### Your goal
Exactly as shown, give the full listing again.

********************

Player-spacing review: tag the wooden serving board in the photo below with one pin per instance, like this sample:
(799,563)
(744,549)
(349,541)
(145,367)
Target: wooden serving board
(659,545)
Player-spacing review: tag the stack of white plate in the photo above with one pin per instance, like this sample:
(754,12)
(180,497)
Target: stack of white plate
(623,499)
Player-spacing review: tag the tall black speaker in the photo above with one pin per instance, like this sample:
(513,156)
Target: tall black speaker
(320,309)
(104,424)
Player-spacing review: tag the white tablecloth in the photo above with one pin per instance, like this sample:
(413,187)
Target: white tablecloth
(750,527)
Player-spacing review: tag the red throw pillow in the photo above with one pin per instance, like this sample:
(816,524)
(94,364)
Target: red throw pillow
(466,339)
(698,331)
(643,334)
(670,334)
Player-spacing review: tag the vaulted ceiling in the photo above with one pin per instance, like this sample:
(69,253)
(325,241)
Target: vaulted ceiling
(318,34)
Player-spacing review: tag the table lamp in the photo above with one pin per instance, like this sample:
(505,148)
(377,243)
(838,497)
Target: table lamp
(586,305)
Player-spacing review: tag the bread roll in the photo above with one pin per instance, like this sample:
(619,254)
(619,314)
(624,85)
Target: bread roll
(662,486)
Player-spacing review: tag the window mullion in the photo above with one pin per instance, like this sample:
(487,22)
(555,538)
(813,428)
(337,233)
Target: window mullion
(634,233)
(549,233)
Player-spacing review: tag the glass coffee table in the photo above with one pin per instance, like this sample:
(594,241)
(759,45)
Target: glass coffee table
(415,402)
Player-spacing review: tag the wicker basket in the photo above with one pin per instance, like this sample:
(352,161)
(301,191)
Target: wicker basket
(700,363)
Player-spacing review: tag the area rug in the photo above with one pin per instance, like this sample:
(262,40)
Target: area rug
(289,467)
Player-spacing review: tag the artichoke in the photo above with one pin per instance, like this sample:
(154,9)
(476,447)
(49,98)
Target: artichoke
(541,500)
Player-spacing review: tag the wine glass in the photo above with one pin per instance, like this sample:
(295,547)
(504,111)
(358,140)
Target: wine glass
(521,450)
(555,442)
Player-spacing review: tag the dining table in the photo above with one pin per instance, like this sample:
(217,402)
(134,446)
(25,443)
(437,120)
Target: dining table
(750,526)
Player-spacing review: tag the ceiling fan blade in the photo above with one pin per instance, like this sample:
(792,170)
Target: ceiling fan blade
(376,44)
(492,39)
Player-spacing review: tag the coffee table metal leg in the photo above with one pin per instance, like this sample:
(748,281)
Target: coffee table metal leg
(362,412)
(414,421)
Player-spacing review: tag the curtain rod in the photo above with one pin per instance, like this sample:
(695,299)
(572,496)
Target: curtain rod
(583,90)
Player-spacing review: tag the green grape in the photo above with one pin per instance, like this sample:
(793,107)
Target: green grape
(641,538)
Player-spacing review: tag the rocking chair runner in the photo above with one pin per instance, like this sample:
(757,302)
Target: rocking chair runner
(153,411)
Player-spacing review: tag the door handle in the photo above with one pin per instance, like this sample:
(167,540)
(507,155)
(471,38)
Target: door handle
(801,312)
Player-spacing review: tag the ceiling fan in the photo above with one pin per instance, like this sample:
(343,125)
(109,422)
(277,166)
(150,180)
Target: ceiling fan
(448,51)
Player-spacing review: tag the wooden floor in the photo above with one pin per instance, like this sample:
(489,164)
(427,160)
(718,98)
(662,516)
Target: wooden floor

********************

### Output for this exercise
Player-spacing review: tag the wooden serving board in the photo below with one pin per instance, like this sample:
(799,563)
(744,549)
(349,541)
(145,367)
Target: wooden serving board
(659,545)
Player-spacing review: tag the stack of white plate in the photo above with one pin per instance, like this sample:
(754,12)
(180,497)
Target: stack of white plate
(623,499)
Player-spacing review: tag the tall black speaker in the photo above with one pin per instance, like this sample:
(513,156)
Target: tall black speaker
(320,309)
(104,424)
Player-spacing review: tag the white tablecloth in the photo above with one pin per instance, like this sample:
(413,187)
Target: white tablecloth
(750,527)
Player-spacing review: tag the red throw pillow in the photo above with one pin per instance, like this sample:
(816,524)
(94,364)
Target: red throw pillow
(466,339)
(698,331)
(643,334)
(670,334)
Player-spacing review: tag the vaulted ceiling in the photo above with one pin per instance, like this sample:
(69,253)
(325,241)
Target: vaulted ceiling
(318,34)
Player-spacing review: tag the table lamp in the photo above with one pin per instance, like this sample:
(505,148)
(377,243)
(838,497)
Target: table lamp
(586,305)
Player-spacing review: tag the bread roll in the photo above with one pin per instance, like this sample:
(619,254)
(619,314)
(624,85)
Target: bread roll
(662,486)
Player-spacing review: tag the window mullion in the photo above with one pin per instance, like this sample:
(487,22)
(555,538)
(813,428)
(337,233)
Target: window mullion
(634,233)
(549,233)
Player-spacing review: tag the glass coffee table in the photo above with one pin per instance, like this sample:
(594,241)
(759,45)
Target: glass coffee table
(415,402)
Player-spacing review: tag the wicker basket in the photo above with one pin per instance, like this sample:
(352,161)
(301,191)
Target: wicker basket
(700,363)
Player-spacing review: tag the area rug in the photo above with one pin per instance, like this sample:
(262,40)
Target: area rug
(289,467)
Player-spacing review: tag the artichoke in the photo above with one pin per instance, like this sample:
(154,9)
(476,447)
(49,98)
Target: artichoke
(541,500)
Player-spacing review: tag the wine glass in the photo above with one pin per instance, like this sample:
(295,547)
(504,111)
(358,140)
Target: wine glass
(521,450)
(555,442)
Player-spacing review: tag the dining table in the photo above with one pin per instance, like this sample:
(217,402)
(134,446)
(25,443)
(437,120)
Target: dining table
(750,526)
Player-spacing review: tag the ceiling fan blade in the photo above with one pin per instance, like this sample:
(792,170)
Target: ceiling fan blade
(376,44)
(492,39)
Player-spacing review: tag the coffee table metal leg in the photo above with one pin per instance, like this sample:
(748,281)
Target: coffee table metal leg
(362,412)
(414,421)
Player-spacing review: tag the curtain rod in the photo above with one pin per instance, like this sample:
(695,299)
(572,496)
Target: curtain rod
(583,90)
Player-spacing review: tag the green grape in the photo above with one pin per instance, like this sample:
(793,107)
Target: green grape
(641,538)
Player-spacing review: tag the rocking chair runner in the photo above with one pin per instance, like this sample:
(757,302)
Target: rocking chair runner
(153,411)
Player-spacing review: tag the door handle in the photo above with one pin per instance, like this sample:
(167,540)
(507,155)
(471,38)
Target: door handle
(801,312)
Player-spacing review: tag the ceiling fan in the photo above with one pin per instance, like this sample:
(343,125)
(109,422)
(277,166)
(150,180)
Target: ceiling fan
(448,51)
Player-spacing review: tag the wooden floor in the photo above with one pin per instance, like this sample:
(489,164)
(427,160)
(718,98)
(662,516)
Target: wooden floor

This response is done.